START Provided text

Friday, September 23, 2011

Baby Bourne: ABDUCTION


Every movie is allowed a certain amount of implausibility, with the exact amount tied directly to the level of entertainment value. I suppose one could work out an exact formula that could determine the precise figures, but that’s beside the point. It’s all objective anyways. Everyone has his or her own internal meter to determine this sort of thing. The new teen-oriented action thriller Abduction broke my implausibility meter early and often. Just when it gears up for some big action sequence I found myself tripped up by the little details asking: Who? How? Why? Especially “why?”

The movie tries to make Taylor Lautner, the werewolf from the Twilight movies, into a star capable of taking center stage. He stars as Nathan, an average, if a bit on the wild side, teenager who discovers that a childhood picture of his is on a missing person website. Soon, two goons show up at his house and kill his parents (Jason Isaacs and Maria Bello, putting in little more than cameos) who, before they died, confirmed that they aren’t his real parents. Then one of the goons spits out a dying warning. “There’s a bomb in the oven.” Kaboom. The house blows up sending the fleeing Nathan and his study partner (Lily Collins) into the backyard swimming pool. They run to a nearby hospital where they call 911. “Are you okay?” the operator asks. “A little shaken up,” he replies. Talk about an understatement.

Somehow Lautner finds an unconvincing way to play rattled. He’s a pretty young man who, in his best moments of acting in the film, invites a similar amount of sympathy as a whining puppy. The plot thickens around him as the hospital fills up with dangerous people who want to attack him for some reason. Alfred Molina barks from a CIA control room while Michael Nyqvist stalks the halls with his vaguely villainous henchmen. Luckily Sigourney Weaver shows up to drive the teens to safety, claiming that she’s a friend of Nathan’s real parents. It’s all so very convoluted that she can hardly explain it to them, practically shouting that both men are up to no good but for separate and competing reasons, so trust no one. Then she makes them jump out of the moving vehicle.

END Provided text
START The data

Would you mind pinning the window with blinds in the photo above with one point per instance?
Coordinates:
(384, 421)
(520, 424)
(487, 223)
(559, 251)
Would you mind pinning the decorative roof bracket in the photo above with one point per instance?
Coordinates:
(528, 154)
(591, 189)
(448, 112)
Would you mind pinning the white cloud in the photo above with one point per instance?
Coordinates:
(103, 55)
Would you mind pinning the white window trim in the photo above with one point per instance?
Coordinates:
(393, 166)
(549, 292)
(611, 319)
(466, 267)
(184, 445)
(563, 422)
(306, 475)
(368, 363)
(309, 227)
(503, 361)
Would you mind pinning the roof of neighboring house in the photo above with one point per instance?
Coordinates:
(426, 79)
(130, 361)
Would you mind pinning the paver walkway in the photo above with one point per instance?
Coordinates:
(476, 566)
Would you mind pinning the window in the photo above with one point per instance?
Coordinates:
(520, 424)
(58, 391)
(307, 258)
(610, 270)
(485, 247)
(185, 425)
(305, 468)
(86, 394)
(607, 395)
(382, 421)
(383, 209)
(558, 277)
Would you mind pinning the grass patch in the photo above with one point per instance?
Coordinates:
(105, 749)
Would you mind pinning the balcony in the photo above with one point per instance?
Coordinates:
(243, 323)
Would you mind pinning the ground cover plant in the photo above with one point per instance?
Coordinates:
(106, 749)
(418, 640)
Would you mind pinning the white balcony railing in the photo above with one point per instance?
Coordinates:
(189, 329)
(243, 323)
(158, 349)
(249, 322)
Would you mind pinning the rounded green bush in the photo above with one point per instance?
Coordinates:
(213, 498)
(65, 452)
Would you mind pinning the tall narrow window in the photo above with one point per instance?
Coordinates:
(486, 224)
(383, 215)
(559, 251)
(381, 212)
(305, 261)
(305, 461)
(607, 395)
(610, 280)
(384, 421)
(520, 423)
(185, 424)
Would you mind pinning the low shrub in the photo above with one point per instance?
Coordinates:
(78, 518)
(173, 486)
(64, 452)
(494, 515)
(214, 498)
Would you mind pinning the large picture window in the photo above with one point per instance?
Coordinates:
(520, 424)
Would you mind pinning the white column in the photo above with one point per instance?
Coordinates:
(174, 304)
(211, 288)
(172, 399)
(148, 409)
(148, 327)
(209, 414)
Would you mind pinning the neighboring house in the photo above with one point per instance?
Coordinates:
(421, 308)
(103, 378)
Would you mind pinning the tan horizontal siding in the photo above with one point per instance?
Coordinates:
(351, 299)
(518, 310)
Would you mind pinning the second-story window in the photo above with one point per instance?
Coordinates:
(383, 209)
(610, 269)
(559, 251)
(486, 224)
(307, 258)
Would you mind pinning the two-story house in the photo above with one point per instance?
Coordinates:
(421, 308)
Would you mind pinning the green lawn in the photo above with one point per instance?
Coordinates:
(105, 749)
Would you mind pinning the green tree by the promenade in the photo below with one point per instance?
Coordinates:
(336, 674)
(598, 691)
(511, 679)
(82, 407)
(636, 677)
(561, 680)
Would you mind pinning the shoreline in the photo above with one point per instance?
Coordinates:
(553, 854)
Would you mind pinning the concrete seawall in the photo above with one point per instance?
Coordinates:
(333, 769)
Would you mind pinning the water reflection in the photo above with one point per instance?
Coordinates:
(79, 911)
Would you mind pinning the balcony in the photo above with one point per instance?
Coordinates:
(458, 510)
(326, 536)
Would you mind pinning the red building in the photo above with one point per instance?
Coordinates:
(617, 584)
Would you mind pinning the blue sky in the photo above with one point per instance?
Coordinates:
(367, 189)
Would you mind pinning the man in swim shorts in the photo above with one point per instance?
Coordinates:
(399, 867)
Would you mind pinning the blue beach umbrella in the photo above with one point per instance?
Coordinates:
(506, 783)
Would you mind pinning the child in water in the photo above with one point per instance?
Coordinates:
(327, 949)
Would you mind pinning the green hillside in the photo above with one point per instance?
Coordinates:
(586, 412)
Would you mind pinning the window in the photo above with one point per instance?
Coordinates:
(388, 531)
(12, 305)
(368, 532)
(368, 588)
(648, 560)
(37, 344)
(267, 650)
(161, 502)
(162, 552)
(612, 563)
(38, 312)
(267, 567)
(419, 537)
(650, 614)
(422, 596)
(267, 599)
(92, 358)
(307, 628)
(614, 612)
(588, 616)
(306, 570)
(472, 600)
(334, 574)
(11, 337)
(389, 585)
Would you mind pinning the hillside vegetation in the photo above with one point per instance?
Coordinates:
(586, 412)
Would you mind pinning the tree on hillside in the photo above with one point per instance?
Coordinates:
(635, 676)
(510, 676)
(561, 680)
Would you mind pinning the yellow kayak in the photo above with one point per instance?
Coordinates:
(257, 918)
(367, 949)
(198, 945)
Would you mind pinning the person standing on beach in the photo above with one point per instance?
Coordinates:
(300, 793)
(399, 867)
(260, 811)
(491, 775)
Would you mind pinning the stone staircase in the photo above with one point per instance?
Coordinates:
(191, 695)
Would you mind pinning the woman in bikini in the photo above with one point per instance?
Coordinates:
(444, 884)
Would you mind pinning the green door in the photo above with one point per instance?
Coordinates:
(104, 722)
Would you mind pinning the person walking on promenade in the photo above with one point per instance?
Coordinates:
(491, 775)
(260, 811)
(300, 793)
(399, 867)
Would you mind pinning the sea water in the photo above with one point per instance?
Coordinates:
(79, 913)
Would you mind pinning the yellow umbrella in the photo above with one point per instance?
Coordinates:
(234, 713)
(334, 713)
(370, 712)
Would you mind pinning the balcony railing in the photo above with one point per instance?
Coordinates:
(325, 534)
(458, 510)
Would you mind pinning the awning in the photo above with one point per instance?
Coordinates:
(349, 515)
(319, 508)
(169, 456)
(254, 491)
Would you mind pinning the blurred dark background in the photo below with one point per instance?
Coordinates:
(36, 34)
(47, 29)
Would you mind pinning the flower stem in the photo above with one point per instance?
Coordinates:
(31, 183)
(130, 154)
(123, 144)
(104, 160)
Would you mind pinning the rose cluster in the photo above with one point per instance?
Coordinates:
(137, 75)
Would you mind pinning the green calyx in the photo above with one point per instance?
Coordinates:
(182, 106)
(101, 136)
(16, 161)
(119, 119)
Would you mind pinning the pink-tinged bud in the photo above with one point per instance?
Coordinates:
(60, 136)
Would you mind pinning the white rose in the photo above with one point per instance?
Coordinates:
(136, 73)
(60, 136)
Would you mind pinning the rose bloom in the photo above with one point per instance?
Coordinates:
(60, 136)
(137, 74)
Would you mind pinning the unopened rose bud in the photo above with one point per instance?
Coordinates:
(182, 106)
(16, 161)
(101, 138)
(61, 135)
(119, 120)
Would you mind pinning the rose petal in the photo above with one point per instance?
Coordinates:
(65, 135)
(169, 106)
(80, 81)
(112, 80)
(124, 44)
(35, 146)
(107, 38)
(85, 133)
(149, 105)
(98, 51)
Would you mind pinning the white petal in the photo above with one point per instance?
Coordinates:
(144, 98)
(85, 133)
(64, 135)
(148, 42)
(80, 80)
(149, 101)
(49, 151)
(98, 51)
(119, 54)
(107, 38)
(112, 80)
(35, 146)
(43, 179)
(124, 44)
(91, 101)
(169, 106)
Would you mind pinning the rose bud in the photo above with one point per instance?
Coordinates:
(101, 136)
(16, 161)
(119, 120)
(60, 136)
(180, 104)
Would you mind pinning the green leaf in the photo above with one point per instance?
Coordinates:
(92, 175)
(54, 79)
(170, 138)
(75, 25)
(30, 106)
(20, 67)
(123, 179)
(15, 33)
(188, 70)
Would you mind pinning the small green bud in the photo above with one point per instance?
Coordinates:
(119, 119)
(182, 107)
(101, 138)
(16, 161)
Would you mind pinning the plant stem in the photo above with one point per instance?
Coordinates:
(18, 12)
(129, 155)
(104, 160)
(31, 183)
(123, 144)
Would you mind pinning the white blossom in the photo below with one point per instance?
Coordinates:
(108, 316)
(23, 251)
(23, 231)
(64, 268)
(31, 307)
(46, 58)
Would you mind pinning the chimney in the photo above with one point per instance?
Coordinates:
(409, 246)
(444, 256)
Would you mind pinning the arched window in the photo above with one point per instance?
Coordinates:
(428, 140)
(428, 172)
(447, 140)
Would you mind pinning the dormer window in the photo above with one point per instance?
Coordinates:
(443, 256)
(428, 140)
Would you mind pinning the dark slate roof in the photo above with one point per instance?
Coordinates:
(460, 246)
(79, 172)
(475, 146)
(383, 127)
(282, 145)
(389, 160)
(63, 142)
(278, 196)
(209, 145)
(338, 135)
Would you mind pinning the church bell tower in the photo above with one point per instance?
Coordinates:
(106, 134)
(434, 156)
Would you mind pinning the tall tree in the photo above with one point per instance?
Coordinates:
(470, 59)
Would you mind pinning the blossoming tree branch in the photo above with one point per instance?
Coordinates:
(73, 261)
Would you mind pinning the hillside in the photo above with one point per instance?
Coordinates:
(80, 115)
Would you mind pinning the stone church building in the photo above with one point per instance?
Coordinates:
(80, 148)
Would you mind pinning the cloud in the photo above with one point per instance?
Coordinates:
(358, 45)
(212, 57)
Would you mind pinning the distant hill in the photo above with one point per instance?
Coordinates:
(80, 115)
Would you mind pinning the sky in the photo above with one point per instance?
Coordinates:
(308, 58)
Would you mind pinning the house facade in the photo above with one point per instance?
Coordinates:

END The data

What to work on =>
**A.** Answer these questions about the Abduction review, each on its own line.
(i) According to the review, what did Abduction break early and often?
(ii) Where does Nathan discover a childhood picture of himself?
(iii) Who shows up to drive the teens to safety?
**B.** Carry on writing the Abduction review from where it stops.

Answers for the tasks =>
**A.**
(i) The reviewer's implausibility meter.
(ii) On a missing person website.
(iii) Sigourney Weaver.

**B.**
Somehow the two teens stumble around and figure out how and why to show up on time for the competent scenes of action required of a potentially propulsive thriller. There are hundreds of bloodless gunshots fired throughout the film, a squeaky indifference to consequences. Sure, everything this kid believed has quite literally exploded out from under him but, hey, at least he still has his hot cheerleader study partner at his side and a sweet leather jacket on his back. He’s only a little shaken up. And he can more than take care of himself, possessing as he does a set of combat skills that seem at once learned and mysteriously second nature. He is like a baby Jason Bourne, so it’s only fitting that the girl says he looks like “Matt Damon meets…you.”

Director John Singleton, an Oscar nominee whose recent career choices, like Four Brothers and 2 Fast 2 Furious, can be charitably described as belonging to a slump, keeps things zipping along painlessly enough, I guess. The screenplay by Shawn Christensen is a jumble of semi-nonsense. It’s the kind of movie where computers are magic boxes that can do anything required of the plot with just a few keystrokes, characters suddenly possess knowledge they couldn’t possibly have gained, and a bomb can mysteriously appear ready to blow up inside an oven and destroy an entire building. To say the movie has a few plot holes would be an understatement. Between the creak of cliché and the whiff of straight-faced, unintentional silliness, the best we can really hope for is watchable.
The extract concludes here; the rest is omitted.